:: Work to be completed ::
Pick out each line below that contains the word "stone" and copy it. Case counts.

:: Supplied material ::
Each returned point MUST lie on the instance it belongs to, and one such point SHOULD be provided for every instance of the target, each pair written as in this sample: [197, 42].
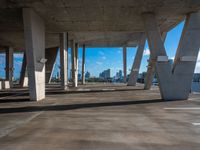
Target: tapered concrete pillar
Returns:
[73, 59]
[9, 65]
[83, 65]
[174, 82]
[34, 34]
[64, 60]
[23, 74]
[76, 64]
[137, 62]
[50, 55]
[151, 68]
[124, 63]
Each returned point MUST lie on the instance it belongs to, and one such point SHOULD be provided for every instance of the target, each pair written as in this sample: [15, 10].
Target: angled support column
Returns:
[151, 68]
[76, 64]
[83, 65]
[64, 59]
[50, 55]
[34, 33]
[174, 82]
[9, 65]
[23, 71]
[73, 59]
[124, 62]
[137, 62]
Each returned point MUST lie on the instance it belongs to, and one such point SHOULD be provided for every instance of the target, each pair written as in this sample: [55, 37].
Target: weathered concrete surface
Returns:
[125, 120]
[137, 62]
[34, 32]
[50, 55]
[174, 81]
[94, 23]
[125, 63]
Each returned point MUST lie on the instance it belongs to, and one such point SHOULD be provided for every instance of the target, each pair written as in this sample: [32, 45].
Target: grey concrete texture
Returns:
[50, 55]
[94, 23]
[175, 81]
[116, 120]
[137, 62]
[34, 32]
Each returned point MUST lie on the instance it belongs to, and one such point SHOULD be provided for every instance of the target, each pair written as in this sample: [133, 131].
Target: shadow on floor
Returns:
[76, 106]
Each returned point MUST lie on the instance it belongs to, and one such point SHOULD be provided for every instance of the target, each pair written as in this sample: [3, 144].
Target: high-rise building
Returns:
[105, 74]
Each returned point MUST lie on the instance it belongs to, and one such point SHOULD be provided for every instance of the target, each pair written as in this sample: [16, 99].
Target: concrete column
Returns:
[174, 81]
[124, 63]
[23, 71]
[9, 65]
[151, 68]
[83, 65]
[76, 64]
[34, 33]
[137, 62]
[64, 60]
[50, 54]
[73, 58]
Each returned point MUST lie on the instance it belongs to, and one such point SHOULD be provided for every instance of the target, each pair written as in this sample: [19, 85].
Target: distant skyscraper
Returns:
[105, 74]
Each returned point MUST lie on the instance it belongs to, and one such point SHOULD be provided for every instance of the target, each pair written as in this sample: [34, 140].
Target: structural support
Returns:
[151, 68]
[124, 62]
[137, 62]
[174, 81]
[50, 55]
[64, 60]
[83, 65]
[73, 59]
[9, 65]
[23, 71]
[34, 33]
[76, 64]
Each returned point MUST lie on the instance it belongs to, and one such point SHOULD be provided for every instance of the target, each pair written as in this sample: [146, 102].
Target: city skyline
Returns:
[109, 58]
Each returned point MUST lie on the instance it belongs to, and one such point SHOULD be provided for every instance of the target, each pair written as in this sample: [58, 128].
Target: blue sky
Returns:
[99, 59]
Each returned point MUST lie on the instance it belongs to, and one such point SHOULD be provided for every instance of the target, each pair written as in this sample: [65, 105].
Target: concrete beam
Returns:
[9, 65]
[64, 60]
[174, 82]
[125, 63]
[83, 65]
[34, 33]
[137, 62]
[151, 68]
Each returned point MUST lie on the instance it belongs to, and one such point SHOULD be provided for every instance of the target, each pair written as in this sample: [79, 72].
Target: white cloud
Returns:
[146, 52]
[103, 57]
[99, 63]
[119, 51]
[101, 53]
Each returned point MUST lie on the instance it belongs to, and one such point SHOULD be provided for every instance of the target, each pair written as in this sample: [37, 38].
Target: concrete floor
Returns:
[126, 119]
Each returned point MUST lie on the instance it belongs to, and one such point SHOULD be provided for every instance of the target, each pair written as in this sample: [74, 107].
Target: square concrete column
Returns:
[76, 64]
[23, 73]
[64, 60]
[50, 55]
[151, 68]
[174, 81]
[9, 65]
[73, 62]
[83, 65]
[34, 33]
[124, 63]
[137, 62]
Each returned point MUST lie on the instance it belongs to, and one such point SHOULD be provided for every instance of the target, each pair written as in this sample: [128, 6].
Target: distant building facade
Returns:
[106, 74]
...
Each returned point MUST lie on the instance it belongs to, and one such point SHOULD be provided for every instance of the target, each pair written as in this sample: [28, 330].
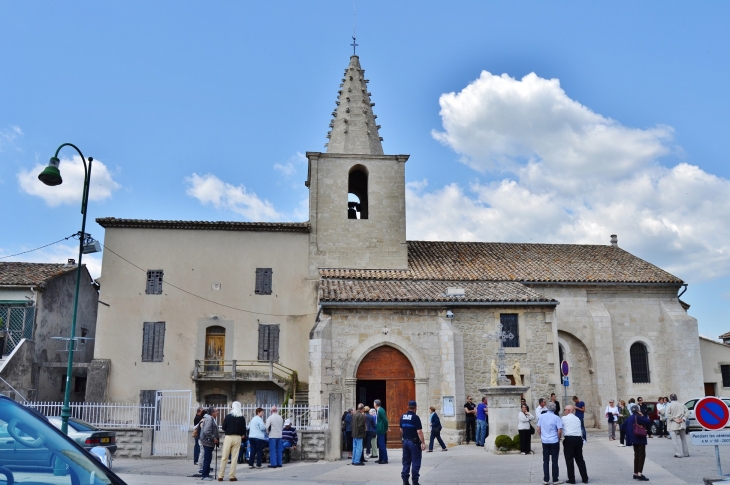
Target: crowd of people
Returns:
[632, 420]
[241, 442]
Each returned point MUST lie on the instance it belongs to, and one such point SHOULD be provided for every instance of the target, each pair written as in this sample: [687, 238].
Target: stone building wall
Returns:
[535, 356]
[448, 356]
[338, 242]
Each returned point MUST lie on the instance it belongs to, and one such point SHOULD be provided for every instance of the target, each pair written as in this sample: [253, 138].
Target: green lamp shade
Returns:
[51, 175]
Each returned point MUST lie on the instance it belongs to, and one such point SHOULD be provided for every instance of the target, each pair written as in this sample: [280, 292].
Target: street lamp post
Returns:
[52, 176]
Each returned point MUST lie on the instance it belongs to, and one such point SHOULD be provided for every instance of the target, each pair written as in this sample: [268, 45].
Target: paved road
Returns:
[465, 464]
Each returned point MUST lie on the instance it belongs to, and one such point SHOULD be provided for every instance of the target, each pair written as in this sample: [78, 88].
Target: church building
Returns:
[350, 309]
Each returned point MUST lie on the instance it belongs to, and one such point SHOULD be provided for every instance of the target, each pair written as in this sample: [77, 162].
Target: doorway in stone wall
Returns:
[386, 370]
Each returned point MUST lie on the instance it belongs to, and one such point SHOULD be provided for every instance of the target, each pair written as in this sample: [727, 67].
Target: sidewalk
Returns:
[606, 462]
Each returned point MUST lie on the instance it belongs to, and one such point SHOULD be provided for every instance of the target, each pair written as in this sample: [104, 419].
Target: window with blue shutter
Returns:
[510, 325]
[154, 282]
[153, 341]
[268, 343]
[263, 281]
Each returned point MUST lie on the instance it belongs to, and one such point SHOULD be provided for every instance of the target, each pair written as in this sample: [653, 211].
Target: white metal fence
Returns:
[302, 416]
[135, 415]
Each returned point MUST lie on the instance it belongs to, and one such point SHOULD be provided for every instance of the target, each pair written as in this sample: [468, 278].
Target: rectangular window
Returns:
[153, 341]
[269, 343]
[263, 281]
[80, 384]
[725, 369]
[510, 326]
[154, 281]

:: Task result ::
Target: stone building wall
Target: doorway in stone wall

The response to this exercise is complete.